══ SOURCE PASSAGE ══
# OEM+ modifying



## rob_vrs (Jan 4, 2012)

Is it only me or do other people only really like cars that have been modified to look like it could be factory standard. It doesn't matter what type of car be it a track car or purely a cruising low and slow, for me it has to be purely neat and look a standard modification if you like enhancing manufacturers ideas.


----------



## jay_bmw (Jan 28, 2010)

no not just you Rob,

I've picked up my new BMW 330ci today & all intend to do is drop it on its **** on coilovers & fit a set of style 32 alloys from a 7 series, 


I dunno if this is too far away from the OEM+ theme for you but i think it suits it to a T

I'm not into aftermarket rims/ body kits / tints etc.


----------



## The Cueball (Feb 8, 2007)

Small changes.... Better look...

:thumb:


----------



## DMH-01 (Mar 29, 2011)

jay_bmw said:


> I'm not into aftermarket rims/ body kits / tints etc.


+ 1, will only be using OEM parts on mine.


----------



## rob_vrs (Jan 4, 2012)

jay_bmw said:


> no not just you Rob,
> 
> I've picked up my new BMW 330ci today & all intend to do is drop it on its **** on coilovers & fit a set of style 32 alloys from a 7 series,
> 
> ...


Yes thats what I'm in to  :thumb: i don't mind small touches such as a small carbon skirt or something like that but cant be too much.


----------



## ITHAQVA (Feb 20, 2011)

Agree.
My personal taste is Oem, why? Generally OEM/factory kit is much more subtle & compliments the rest of the car. 

Clean lines all the way :thumb:


----------



## rob_vrs (Jan 4, 2012)

Glad I'm not alone, I'm one for a nicely lowered scirocco or some thing along them lines on some nice rotiform wheels and along them lines a mates got a stunning civic eg turbo's with anthracite enkei wheels which sit lovely in arches and thats what makes a car perfect for me, less is more most of the time more


----------



## RisingPower (Sep 21, 2007)

Not me, I like cars that have been tastefully modified, some cars look better closer to oem, some don't.
═══
● **STATED TASK**: Transcribe the full forum thread on OEM+ car modifying word for word.
══ ROWS ══
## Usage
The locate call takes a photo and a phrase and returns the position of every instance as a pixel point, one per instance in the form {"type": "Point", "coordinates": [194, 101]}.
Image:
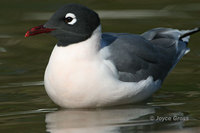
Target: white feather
{"type": "Point", "coordinates": [78, 76]}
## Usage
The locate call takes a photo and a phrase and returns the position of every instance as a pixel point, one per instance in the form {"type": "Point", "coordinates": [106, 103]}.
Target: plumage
{"type": "Point", "coordinates": [89, 69]}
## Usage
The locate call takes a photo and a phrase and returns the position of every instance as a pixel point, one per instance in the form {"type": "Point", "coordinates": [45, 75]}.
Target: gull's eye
{"type": "Point", "coordinates": [70, 18]}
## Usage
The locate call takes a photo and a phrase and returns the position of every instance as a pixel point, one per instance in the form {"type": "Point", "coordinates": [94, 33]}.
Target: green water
{"type": "Point", "coordinates": [25, 106]}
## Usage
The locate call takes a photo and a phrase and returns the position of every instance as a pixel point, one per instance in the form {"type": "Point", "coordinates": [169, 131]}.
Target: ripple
{"type": "Point", "coordinates": [116, 14]}
{"type": "Point", "coordinates": [47, 110]}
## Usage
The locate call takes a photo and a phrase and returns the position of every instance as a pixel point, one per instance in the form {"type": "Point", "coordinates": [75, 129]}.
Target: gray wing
{"type": "Point", "coordinates": [137, 57]}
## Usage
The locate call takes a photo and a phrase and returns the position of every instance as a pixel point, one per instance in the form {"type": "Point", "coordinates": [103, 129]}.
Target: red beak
{"type": "Point", "coordinates": [38, 30]}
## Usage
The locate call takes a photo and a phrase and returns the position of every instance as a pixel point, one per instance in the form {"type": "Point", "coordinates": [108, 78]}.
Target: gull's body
{"type": "Point", "coordinates": [91, 69]}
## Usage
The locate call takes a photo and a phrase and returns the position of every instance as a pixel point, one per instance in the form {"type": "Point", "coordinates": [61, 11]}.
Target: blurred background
{"type": "Point", "coordinates": [24, 104]}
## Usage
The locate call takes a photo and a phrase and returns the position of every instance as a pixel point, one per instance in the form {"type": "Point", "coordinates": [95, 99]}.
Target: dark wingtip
{"type": "Point", "coordinates": [195, 30]}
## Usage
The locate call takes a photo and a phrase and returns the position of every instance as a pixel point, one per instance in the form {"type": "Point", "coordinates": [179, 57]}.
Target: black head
{"type": "Point", "coordinates": [70, 24]}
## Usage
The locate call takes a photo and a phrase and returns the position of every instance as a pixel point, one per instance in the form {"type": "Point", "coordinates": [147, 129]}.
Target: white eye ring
{"type": "Point", "coordinates": [71, 15]}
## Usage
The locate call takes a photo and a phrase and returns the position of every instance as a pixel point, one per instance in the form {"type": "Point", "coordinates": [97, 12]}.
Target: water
{"type": "Point", "coordinates": [24, 105]}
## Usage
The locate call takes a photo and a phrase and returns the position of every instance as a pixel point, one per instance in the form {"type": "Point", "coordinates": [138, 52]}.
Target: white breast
{"type": "Point", "coordinates": [78, 76]}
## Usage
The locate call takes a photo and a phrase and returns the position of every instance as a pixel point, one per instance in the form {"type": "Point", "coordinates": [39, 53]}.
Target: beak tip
{"type": "Point", "coordinates": [27, 35]}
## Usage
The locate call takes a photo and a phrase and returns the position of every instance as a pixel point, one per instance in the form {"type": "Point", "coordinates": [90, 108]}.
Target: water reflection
{"type": "Point", "coordinates": [98, 121]}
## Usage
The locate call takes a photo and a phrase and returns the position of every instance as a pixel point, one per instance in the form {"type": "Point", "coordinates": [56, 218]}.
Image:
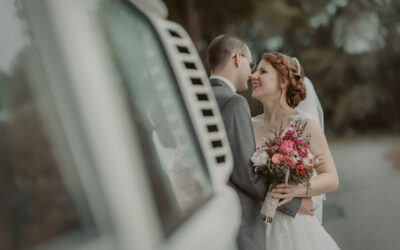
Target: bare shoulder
{"type": "Point", "coordinates": [313, 126]}
{"type": "Point", "coordinates": [257, 119]}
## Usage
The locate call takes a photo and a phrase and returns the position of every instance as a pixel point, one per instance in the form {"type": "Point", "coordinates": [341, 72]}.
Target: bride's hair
{"type": "Point", "coordinates": [289, 69]}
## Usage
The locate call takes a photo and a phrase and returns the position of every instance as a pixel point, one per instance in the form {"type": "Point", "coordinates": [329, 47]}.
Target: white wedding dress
{"type": "Point", "coordinates": [304, 232]}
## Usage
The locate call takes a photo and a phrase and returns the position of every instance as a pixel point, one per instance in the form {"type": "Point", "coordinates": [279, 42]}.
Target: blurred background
{"type": "Point", "coordinates": [349, 49]}
{"type": "Point", "coordinates": [351, 52]}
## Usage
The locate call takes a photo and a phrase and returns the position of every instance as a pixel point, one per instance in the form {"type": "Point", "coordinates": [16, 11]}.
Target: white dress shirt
{"type": "Point", "coordinates": [229, 83]}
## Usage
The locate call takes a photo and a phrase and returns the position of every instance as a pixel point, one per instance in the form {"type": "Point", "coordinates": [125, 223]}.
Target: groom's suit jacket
{"type": "Point", "coordinates": [250, 187]}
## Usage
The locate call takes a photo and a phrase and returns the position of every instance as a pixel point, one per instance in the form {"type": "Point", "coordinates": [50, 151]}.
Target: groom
{"type": "Point", "coordinates": [231, 62]}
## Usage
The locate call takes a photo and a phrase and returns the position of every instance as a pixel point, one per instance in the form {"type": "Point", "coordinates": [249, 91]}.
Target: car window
{"type": "Point", "coordinates": [43, 203]}
{"type": "Point", "coordinates": [175, 163]}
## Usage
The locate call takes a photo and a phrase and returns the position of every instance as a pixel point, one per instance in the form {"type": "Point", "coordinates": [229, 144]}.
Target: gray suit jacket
{"type": "Point", "coordinates": [250, 187]}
═══
● **RESPONSE FOR THIS EXERCISE**:
# OEM+ modifying



## rob_vrs (Jan 4, 2012)

Is it only me or do other people only really like cars that have been modified to look like it could be factory standard. It doesn't matter what type of car be it a track car or purely a cruising low and slow, for me it has to be purely neat and look a standard modification if you like enhancing manufacturers ideas.


----------



## jay_bmw (Jan 28, 2010)

no not just you Rob,

I've picked up my new BMW 330ci today & all intend to do is drop it on its **** on coilovers & fit a set of style 32 alloys from a 7 series, 


I dunno if this is too far away from the OEM+ theme for you but i think it suits it to a T

I'm not into aftermarket rims/ body kits / tints etc.


----------



## The Cueball (Feb 8, 2007)

Small changes.... Better look...

:thumb:


----------



## DMH-01 (Mar 29, 2011)

jay_bmw said:


> I'm not into aftermarket rims/ body kits / tints etc.


+ 1, will only be using OEM parts on mine.


----------



## rob_vrs (Jan 4, 2012)

jay_bmw said:


> no not just you Rob,
> 
> I've picked up my new BMW 330ci today & all intend to do is drop it on its **** on coilovers & fit a set of style 32 alloys from a 7 series,
> 
> ...


Yes thats what I'm in to  :thumb: i don't mind small touches such as a small carbon skirt or something like that but cant be too much.


----------



## ITHAQVA (Feb 20, 2011)

Agree.
My personal taste is Oem, why? Generally OEM/factory kit is much more subtle & compliments the rest of the car. 

Clean lines all the way :thumb:


----------



## rob_vrs (Jan 4, 2012)

Glad I'm not alone, I'm one for a nicely lowered scirocco or some thing along them lines on some nice rotiform wheels and along them lines a mates got a stunning civic eg turbo's with anthracite enkei wheels which sit lovely in arches and thats what makes a car perfect for me, less is more most of the time more


----------



## RisingPower (Sep 21, 2007)

Not me, I like cars that have been tastefully modified, some cars look better closer to oem, some don't.